Written task: Please revise the material below by replacing every instance of "For full marks" with "For full credit". Leave everything else unchanged.

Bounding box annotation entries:

%%

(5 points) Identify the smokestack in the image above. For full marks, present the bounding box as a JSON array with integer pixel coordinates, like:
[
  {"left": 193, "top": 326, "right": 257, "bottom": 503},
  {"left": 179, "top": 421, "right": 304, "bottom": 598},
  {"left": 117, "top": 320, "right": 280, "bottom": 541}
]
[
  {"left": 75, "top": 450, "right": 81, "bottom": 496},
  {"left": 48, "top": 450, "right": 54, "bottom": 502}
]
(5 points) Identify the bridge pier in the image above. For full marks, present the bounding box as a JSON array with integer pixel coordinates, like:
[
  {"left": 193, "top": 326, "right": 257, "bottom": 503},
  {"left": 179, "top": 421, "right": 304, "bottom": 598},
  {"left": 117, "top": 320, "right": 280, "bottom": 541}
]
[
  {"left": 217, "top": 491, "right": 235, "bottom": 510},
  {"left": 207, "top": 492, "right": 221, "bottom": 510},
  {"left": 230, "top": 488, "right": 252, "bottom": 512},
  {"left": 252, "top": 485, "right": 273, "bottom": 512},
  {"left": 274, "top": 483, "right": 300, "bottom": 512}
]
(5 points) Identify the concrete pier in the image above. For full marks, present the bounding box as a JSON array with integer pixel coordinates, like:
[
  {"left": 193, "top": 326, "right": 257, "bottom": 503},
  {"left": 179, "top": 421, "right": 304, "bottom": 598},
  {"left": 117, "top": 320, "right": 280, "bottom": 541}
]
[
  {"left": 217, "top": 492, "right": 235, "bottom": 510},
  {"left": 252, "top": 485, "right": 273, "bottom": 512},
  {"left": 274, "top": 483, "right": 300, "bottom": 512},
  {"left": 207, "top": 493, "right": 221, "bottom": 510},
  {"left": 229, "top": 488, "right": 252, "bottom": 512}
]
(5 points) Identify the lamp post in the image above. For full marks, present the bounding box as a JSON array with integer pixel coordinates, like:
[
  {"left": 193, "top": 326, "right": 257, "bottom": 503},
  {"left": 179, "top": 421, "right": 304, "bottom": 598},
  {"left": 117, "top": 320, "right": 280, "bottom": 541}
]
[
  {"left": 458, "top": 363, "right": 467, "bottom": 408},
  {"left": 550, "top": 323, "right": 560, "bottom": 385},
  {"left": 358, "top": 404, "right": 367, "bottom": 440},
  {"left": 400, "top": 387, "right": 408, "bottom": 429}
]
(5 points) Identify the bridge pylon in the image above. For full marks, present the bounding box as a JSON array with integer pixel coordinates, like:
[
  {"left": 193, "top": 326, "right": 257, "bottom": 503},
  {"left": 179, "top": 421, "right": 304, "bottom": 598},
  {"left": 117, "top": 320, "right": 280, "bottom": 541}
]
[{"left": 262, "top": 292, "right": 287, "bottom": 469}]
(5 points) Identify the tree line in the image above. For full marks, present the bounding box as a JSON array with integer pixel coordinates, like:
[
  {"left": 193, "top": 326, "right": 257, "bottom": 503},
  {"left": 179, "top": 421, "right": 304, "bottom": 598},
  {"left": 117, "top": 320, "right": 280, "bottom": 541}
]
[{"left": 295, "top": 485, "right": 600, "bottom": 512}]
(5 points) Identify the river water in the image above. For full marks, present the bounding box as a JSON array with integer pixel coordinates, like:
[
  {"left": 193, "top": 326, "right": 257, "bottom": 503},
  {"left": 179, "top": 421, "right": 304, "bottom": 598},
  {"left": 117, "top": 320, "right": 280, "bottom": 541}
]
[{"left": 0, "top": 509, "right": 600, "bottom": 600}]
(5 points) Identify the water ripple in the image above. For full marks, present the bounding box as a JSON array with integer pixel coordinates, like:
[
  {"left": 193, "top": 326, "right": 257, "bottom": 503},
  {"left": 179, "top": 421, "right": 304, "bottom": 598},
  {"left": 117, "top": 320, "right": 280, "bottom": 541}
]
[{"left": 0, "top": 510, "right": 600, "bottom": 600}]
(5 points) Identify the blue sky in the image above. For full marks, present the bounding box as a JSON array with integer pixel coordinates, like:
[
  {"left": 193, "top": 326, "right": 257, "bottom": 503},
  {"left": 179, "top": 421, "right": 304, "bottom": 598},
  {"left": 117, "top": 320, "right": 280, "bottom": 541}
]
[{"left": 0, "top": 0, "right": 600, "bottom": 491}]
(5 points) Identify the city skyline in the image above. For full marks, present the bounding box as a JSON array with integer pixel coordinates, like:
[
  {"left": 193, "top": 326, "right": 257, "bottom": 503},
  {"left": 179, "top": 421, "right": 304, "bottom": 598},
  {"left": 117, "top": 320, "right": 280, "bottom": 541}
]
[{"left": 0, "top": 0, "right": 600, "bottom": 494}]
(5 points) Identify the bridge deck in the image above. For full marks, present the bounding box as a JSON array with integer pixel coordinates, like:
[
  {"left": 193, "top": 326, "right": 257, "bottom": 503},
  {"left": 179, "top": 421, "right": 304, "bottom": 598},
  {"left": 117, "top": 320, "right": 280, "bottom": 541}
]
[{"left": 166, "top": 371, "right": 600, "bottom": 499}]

%%

Exercise answer:
(5 points) Identify the smokestack in the image above. For full credit, present the bounding box as a JSON array with integer pixel coordinates, like:
[
  {"left": 193, "top": 326, "right": 257, "bottom": 503},
  {"left": 179, "top": 421, "right": 304, "bottom": 598},
  {"left": 117, "top": 320, "right": 280, "bottom": 541}
]
[
  {"left": 75, "top": 450, "right": 81, "bottom": 496},
  {"left": 48, "top": 450, "right": 54, "bottom": 502}
]
(5 points) Identify the bridge pier in the image above. For full credit, present the bounding box as a JSON array with integer pixel coordinates, like:
[
  {"left": 193, "top": 326, "right": 257, "bottom": 503},
  {"left": 179, "top": 421, "right": 304, "bottom": 598},
  {"left": 117, "top": 320, "right": 280, "bottom": 541}
]
[
  {"left": 217, "top": 491, "right": 235, "bottom": 510},
  {"left": 207, "top": 492, "right": 221, "bottom": 510},
  {"left": 230, "top": 488, "right": 252, "bottom": 512},
  {"left": 252, "top": 485, "right": 273, "bottom": 512},
  {"left": 274, "top": 483, "right": 300, "bottom": 512}
]
(5 points) Identify the concrete pier in the image above. For full credit, present the bounding box as a JSON array with integer pixel coordinates, like:
[
  {"left": 193, "top": 326, "right": 257, "bottom": 503},
  {"left": 179, "top": 421, "right": 304, "bottom": 598},
  {"left": 117, "top": 320, "right": 280, "bottom": 541}
]
[
  {"left": 217, "top": 492, "right": 235, "bottom": 510},
  {"left": 252, "top": 485, "right": 273, "bottom": 512},
  {"left": 274, "top": 483, "right": 300, "bottom": 512},
  {"left": 207, "top": 493, "right": 221, "bottom": 510},
  {"left": 229, "top": 488, "right": 252, "bottom": 512}
]
(5 points) Identify the lamp post in the image above. For full credit, present the bounding box as a JSON array with integer pixel coordinates, like:
[
  {"left": 193, "top": 326, "right": 257, "bottom": 503},
  {"left": 179, "top": 421, "right": 304, "bottom": 598},
  {"left": 117, "top": 320, "right": 280, "bottom": 541}
]
[
  {"left": 458, "top": 363, "right": 467, "bottom": 408},
  {"left": 550, "top": 323, "right": 560, "bottom": 385},
  {"left": 358, "top": 404, "right": 367, "bottom": 440},
  {"left": 400, "top": 387, "right": 408, "bottom": 429}
]
(5 points) Identify the bridge pylon in the image above. For full credit, present the bounding box as a JSON array with integer pixel coordinates, like:
[
  {"left": 193, "top": 326, "right": 257, "bottom": 503},
  {"left": 179, "top": 421, "right": 304, "bottom": 598},
  {"left": 117, "top": 320, "right": 280, "bottom": 541}
]
[{"left": 262, "top": 292, "right": 287, "bottom": 469}]
(5 points) Identify the tree line in the image above. For full credit, present the bounding box as a JSON array with integer pixel coordinates, like:
[
  {"left": 193, "top": 326, "right": 257, "bottom": 503},
  {"left": 179, "top": 421, "right": 304, "bottom": 598},
  {"left": 117, "top": 320, "right": 280, "bottom": 541}
]
[{"left": 295, "top": 485, "right": 600, "bottom": 512}]
(5 points) Identify the river water in the image above. For full credit, present the bounding box as a JSON array with integer pixel coordinates, like:
[
  {"left": 193, "top": 326, "right": 257, "bottom": 503},
  {"left": 179, "top": 421, "right": 304, "bottom": 598},
  {"left": 117, "top": 320, "right": 280, "bottom": 541}
]
[{"left": 0, "top": 509, "right": 600, "bottom": 600}]
(5 points) Identify the water ripple in the image above. For full credit, present the bounding box as a JSON array with integer pixel coordinates, like:
[
  {"left": 193, "top": 326, "right": 257, "bottom": 503},
  {"left": 179, "top": 421, "right": 304, "bottom": 598},
  {"left": 117, "top": 320, "right": 280, "bottom": 541}
]
[{"left": 0, "top": 510, "right": 600, "bottom": 600}]
(5 points) Identify the blue sky in the image above. For full credit, present the bounding box as a JSON array with integer pixel coordinates, like:
[
  {"left": 193, "top": 326, "right": 257, "bottom": 503},
  {"left": 179, "top": 421, "right": 304, "bottom": 598},
  {"left": 117, "top": 320, "right": 280, "bottom": 541}
]
[{"left": 0, "top": 0, "right": 600, "bottom": 491}]
(5 points) Identify the city skyline in the image above. For full credit, present the bounding box as a JSON array with integer pixel coordinates, like:
[
  {"left": 193, "top": 326, "right": 257, "bottom": 503},
  {"left": 179, "top": 421, "right": 304, "bottom": 598},
  {"left": 117, "top": 320, "right": 280, "bottom": 541}
]
[{"left": 0, "top": 0, "right": 600, "bottom": 494}]
(5 points) Identify the bridge deck in the image above. For full credit, present the bounding box as a JSON array with integer pixel coordinates, like:
[
  {"left": 193, "top": 326, "right": 257, "bottom": 503},
  {"left": 179, "top": 421, "right": 304, "bottom": 598},
  {"left": 117, "top": 320, "right": 280, "bottom": 541}
]
[{"left": 166, "top": 371, "right": 600, "bottom": 499}]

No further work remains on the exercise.